### Extracted data entries
* * * * * * *
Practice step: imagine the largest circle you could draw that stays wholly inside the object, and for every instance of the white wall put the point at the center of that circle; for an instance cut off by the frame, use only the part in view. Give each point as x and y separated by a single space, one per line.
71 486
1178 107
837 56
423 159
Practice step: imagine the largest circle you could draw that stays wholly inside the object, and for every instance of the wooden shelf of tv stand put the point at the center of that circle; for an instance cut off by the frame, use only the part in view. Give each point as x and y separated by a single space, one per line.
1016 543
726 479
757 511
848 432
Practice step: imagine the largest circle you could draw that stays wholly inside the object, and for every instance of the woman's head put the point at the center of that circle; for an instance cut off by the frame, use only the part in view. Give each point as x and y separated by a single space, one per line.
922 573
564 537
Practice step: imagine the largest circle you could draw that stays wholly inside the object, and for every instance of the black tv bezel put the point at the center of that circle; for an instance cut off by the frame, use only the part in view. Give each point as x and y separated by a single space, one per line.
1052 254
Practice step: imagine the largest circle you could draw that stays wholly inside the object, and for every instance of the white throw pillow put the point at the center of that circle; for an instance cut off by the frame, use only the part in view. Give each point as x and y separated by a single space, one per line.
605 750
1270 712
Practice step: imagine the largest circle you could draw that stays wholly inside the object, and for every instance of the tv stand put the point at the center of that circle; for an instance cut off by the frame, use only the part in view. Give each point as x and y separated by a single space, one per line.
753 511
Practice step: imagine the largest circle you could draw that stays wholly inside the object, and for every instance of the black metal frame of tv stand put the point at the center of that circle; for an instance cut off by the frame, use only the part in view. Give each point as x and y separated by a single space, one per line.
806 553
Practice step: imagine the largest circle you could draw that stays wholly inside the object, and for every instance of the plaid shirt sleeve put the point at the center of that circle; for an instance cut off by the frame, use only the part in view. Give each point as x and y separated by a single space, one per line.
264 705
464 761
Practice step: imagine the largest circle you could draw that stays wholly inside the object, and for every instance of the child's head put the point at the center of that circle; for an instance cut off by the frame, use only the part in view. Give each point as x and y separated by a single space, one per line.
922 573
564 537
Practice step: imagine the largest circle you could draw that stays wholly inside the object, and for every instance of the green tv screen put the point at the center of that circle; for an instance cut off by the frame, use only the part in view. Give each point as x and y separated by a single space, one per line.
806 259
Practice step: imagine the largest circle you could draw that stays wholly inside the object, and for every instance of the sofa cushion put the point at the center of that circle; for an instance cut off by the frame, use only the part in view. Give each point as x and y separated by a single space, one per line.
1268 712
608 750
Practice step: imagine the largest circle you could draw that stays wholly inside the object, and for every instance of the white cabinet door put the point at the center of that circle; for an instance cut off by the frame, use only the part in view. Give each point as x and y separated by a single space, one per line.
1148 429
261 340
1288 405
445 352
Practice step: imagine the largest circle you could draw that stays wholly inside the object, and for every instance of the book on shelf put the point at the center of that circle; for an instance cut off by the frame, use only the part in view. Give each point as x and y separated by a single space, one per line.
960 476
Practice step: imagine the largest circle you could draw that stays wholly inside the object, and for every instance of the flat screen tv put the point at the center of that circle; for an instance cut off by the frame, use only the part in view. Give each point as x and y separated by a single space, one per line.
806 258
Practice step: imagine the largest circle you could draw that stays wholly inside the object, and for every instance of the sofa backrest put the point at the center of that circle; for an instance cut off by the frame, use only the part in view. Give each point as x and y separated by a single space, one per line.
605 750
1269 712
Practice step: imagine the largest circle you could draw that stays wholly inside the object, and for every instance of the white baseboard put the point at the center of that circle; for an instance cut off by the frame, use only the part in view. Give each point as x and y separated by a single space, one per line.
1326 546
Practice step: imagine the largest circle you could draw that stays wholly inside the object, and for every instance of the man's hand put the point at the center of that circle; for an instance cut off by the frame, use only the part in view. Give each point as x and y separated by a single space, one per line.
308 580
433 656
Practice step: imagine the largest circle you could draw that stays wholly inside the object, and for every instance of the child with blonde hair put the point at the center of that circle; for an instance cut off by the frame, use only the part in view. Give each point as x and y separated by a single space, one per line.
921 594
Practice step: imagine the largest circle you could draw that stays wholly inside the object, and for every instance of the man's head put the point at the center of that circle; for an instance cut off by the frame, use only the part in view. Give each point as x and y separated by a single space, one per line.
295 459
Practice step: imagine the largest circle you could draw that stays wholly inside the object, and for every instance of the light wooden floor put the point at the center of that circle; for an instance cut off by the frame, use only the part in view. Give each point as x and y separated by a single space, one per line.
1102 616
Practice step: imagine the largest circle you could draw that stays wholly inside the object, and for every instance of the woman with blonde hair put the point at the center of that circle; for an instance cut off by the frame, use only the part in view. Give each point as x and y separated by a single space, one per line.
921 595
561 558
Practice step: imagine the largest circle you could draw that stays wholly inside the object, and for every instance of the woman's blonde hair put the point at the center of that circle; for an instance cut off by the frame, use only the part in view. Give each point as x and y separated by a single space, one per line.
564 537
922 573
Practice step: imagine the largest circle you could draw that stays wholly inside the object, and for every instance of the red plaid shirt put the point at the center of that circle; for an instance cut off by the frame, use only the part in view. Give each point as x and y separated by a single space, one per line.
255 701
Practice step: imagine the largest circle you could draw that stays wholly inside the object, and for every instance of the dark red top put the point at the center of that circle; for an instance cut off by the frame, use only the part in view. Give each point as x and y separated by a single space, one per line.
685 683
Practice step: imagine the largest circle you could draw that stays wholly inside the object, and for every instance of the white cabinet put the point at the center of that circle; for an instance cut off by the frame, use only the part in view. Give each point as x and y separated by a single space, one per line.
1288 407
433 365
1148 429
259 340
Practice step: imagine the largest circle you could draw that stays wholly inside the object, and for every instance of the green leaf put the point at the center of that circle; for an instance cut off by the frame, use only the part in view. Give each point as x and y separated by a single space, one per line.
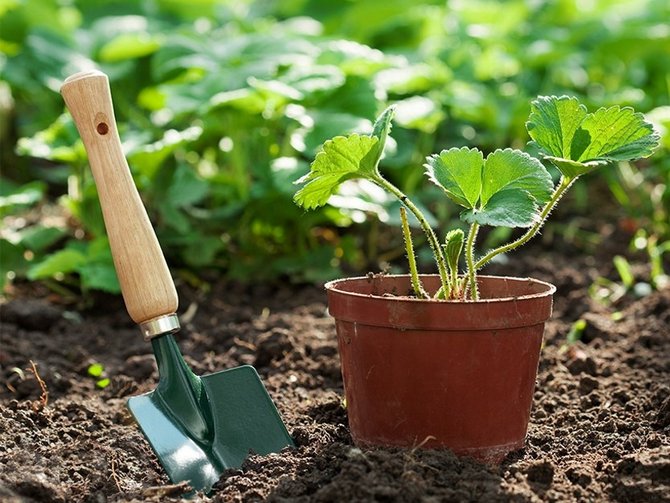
514 187
38 238
458 171
577 142
515 171
129 46
381 130
99 275
342 158
553 122
95 369
62 262
23 196
12 261
617 134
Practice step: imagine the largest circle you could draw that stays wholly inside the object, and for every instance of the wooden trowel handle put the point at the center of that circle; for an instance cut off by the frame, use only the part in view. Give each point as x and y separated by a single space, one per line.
148 289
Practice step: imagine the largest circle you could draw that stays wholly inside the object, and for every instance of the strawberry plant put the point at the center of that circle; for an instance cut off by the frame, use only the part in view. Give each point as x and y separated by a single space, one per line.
507 188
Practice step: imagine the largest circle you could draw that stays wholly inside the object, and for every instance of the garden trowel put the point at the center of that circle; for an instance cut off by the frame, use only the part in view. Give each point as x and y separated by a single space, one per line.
197 425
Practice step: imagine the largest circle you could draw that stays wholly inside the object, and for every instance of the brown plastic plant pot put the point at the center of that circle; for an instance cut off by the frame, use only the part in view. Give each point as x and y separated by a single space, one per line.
436 374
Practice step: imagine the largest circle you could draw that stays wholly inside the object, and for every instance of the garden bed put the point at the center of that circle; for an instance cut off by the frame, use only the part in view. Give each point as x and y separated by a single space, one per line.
599 426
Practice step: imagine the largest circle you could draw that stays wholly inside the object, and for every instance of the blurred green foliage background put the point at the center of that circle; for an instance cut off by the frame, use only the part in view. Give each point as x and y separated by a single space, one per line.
222 104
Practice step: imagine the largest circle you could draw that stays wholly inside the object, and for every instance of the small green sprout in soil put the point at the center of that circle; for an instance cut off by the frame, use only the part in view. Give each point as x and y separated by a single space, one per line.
97 370
507 188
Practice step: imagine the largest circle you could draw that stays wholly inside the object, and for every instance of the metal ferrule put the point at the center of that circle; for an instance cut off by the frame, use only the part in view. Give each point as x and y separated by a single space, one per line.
167 324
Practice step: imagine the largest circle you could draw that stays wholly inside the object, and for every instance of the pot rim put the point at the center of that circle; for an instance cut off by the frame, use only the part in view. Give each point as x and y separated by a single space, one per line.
549 290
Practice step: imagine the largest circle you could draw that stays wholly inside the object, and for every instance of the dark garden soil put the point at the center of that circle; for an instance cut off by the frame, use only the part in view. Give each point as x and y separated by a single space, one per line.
599 431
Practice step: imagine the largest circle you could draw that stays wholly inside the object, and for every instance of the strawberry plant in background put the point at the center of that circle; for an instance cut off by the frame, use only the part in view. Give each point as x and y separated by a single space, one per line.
221 105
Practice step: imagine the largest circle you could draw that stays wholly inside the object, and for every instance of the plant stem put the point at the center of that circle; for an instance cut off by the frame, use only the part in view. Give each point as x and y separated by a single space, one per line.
428 231
563 185
411 258
470 261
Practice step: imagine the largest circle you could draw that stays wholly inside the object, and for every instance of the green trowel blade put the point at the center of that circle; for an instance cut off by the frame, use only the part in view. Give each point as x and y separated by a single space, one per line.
196 442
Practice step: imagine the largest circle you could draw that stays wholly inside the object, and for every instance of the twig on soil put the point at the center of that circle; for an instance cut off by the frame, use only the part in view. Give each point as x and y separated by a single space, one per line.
167 490
44 397
115 476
* * * * * * *
### Written request
Copy exactly the line containing "of the plant" and every line after it, ending with the last line of the records above.

### Answer to the problem
Practice step: imagine the largest circle you could draw that stays wholly inside the object, and for every instance of the plant stem put the point at the center of that circle; for an instance cut off by the frame, use only the part in view. Give each point as x and y separated by a single space, one per line.
428 231
563 185
411 258
470 261
Practice step: imagine the largest circle you could draw that stays wholly inside the object, and for every instance of the green trowel blade put the point at the center of that circle; for an instance cut off by the frame, use only the part in view. Give each point as x and y separated by a single space, one per line.
196 442
Practice step: imagine the largest circle you could draw that stays wholly inside the object, and for every instance of the twig on soil put the point at the center of that circle; for an instance cut off by the frame, use only the part in view. Give each point as x and y separated by a single space, one per line.
167 490
44 397
115 476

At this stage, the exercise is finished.